RECORDS PROVIDED below:

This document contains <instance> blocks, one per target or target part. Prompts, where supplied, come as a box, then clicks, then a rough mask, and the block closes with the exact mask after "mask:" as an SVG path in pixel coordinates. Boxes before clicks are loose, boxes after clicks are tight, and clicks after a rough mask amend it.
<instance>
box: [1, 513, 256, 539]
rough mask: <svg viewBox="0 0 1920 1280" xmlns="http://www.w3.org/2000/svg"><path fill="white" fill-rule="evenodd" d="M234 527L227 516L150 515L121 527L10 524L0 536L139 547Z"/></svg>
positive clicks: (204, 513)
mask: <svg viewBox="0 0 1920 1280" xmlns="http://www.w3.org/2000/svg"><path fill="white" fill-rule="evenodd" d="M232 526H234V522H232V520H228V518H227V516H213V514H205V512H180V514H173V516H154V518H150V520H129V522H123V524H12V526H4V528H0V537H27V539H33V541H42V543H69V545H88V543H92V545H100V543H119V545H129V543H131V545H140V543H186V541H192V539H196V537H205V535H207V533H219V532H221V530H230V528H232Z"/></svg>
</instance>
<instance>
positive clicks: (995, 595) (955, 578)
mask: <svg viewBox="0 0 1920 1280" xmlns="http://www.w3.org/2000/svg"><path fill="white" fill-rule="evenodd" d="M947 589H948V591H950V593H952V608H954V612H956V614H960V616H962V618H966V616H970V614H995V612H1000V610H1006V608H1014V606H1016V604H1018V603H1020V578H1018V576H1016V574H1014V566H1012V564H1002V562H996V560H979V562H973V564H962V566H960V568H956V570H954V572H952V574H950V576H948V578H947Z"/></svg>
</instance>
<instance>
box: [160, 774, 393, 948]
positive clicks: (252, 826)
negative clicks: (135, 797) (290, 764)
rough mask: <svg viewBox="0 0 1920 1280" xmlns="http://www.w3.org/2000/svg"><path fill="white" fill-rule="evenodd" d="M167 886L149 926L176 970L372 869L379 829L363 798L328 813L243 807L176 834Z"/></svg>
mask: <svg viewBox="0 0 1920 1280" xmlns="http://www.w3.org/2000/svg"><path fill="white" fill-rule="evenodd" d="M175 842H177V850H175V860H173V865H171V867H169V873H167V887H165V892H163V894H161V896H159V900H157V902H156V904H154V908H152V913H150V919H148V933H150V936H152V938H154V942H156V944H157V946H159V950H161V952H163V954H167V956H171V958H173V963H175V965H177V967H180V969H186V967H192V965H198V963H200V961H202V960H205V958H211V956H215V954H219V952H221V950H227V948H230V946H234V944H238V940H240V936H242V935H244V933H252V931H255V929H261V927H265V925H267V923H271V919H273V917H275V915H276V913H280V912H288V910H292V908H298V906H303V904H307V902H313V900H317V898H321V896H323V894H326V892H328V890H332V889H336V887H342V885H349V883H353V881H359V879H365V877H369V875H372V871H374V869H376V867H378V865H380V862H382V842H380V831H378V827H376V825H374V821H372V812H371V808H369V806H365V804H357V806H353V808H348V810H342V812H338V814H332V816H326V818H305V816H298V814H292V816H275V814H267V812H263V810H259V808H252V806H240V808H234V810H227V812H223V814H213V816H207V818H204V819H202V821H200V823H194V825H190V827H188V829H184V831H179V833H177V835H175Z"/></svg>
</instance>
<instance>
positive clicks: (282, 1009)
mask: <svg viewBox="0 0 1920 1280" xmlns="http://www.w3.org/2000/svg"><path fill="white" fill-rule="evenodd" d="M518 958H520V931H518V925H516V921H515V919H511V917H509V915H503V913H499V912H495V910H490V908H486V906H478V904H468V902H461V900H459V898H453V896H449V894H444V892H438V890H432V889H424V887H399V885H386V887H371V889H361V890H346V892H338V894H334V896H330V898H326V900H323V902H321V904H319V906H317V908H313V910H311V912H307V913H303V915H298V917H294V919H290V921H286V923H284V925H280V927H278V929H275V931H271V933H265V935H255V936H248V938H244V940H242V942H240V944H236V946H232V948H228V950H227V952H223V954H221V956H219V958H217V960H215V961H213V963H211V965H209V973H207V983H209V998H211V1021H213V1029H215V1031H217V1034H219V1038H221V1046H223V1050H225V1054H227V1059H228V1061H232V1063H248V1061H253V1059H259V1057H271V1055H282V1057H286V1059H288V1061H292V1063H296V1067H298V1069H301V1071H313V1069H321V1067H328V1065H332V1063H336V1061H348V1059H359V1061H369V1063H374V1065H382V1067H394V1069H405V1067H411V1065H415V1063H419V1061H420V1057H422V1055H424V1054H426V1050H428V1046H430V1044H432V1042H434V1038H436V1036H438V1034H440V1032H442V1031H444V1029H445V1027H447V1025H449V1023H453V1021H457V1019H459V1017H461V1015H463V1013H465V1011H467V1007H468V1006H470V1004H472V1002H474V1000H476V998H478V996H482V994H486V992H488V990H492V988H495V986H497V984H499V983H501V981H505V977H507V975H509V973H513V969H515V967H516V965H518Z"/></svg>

End of RECORDS PROVIDED.

Exact output of every entry is required.

◆ THE ANSWER:
This document contains <instance> blocks, one per target or target part. Prompts, where supplied, come as a box, then clicks, then a rough mask, and the block closes with the exact mask after "mask:" as an SVG path in pixel coordinates. Boxes before clicks are loose, boxes after clicks are tight, and clicks after a rough mask amend it.
<instance>
box: [1, 513, 256, 539]
rough mask: <svg viewBox="0 0 1920 1280" xmlns="http://www.w3.org/2000/svg"><path fill="white" fill-rule="evenodd" d="M234 527L227 516L150 515L121 527L10 524L0 536L139 547Z"/></svg>
positive clicks: (204, 513)
mask: <svg viewBox="0 0 1920 1280" xmlns="http://www.w3.org/2000/svg"><path fill="white" fill-rule="evenodd" d="M232 526H234V522H232V520H228V518H227V516H213V514H205V512H180V514H173V516H154V518H150V520H129V522H123V524H12V526H4V528H0V537H27V539H33V541H42V543H69V545H88V543H92V545H100V543H119V545H129V543H131V545H140V543H186V541H192V539H196V537H205V535H207V533H219V532H221V530H230V528H232Z"/></svg>
</instance>
<instance>
positive clicks: (995, 595) (955, 578)
mask: <svg viewBox="0 0 1920 1280" xmlns="http://www.w3.org/2000/svg"><path fill="white" fill-rule="evenodd" d="M947 589H948V591H950V593H952V608H954V612H956V614H960V616H962V618H966V616H970V614H995V612H1000V610H1006V608H1014V606H1016V604H1018V603H1020V578H1018V576H1016V574H1014V566H1012V564H1002V562H996V560H979V562H973V564H962V566H960V568H956V570H954V572H952V574H950V576H948V578H947Z"/></svg>
</instance>
<instance>
box: [160, 774, 393, 948]
positive clicks: (252, 826)
negative clicks: (135, 797) (290, 764)
rough mask: <svg viewBox="0 0 1920 1280" xmlns="http://www.w3.org/2000/svg"><path fill="white" fill-rule="evenodd" d="M167 886L149 926L176 970L372 869L379 829L363 798L328 813L243 807L176 834Z"/></svg>
mask: <svg viewBox="0 0 1920 1280" xmlns="http://www.w3.org/2000/svg"><path fill="white" fill-rule="evenodd" d="M175 842H177V850H175V860H173V865H171V867H169V873H167V887H165V892H163V894H161V896H159V900H157V902H156V904H154V908H152V913H150V919H148V933H150V936H152V938H154V942H156V944H157V946H159V950H161V952H163V954H167V956H171V958H173V963H175V965H177V967H180V969H186V967H192V965H198V963H200V961H202V960H205V958H211V956H215V954H219V952H221V950H227V948H230V946H234V944H238V940H240V936H242V935H244V933H252V931H255V929H261V927H265V925H267V923H271V919H273V917H275V915H276V913H280V912H288V910H292V908H298V906H303V904H307V902H313V900H317V898H321V896H323V894H326V892H328V890H332V889H336V887H342V885H349V883H353V881H359V879H365V877H369V875H372V871H374V869H376V867H378V865H380V862H382V842H380V831H378V827H376V825H374V821H372V812H371V808H369V806H365V804H357V806H353V808H348V810H342V812H338V814H332V816H326V818H305V816H298V814H292V816H275V814H267V812H263V810H259V808H252V806H240V808H234V810H227V812H223V814H213V816H207V818H204V819H202V821H200V823H194V825H190V827H188V829H184V831H179V833H177V835H175Z"/></svg>
</instance>
<instance>
positive clicks: (282, 1009)
mask: <svg viewBox="0 0 1920 1280" xmlns="http://www.w3.org/2000/svg"><path fill="white" fill-rule="evenodd" d="M518 958H520V931H518V925H516V921H515V919H511V917H509V915H503V913H499V912H495V910H490V908H486V906H478V904H468V902H461V900H459V898H453V896H449V894H444V892H438V890H432V889H424V887H399V885H386V887H371V889H361V890H346V892H338V894H334V896H330V898H326V900H323V902H321V904H319V906H317V908H313V910H311V912H307V913H303V915H298V917H294V919H290V921H286V923H284V925H280V927H278V929H275V931H271V933H265V935H255V936H248V938H244V940H242V942H240V944H236V946H232V948H228V950H227V952H223V954H221V956H219V958H217V960H215V961H213V963H211V965H209V973H207V983H209V998H211V1021H213V1029H215V1031H217V1034H219V1038H221V1046H223V1050H225V1054H227V1059H228V1061H232V1063H248V1061H253V1059H259V1057H271V1055H282V1057H286V1059H288V1061H292V1063H296V1067H298V1069H301V1071H313V1069H321V1067H328V1065H332V1063H336V1061H348V1059H359V1061H369V1063H374V1065H382V1067H394V1069H405V1067H411V1065H415V1063H419V1061H420V1057H422V1055H424V1054H426V1050H428V1046H430V1044H432V1042H434V1038H436V1036H438V1034H440V1032H442V1031H444V1029H445V1027H447V1025H449V1023H453V1021H457V1019H459V1017H461V1015H463V1013H465V1011H467V1007H468V1006H470V1004H472V1002H474V1000H476V998H478V996H482V994H486V992H488V990H492V988H495V986H497V984H499V983H501V981H505V977H507V975H509V973H513V969H515V967H516V965H518Z"/></svg>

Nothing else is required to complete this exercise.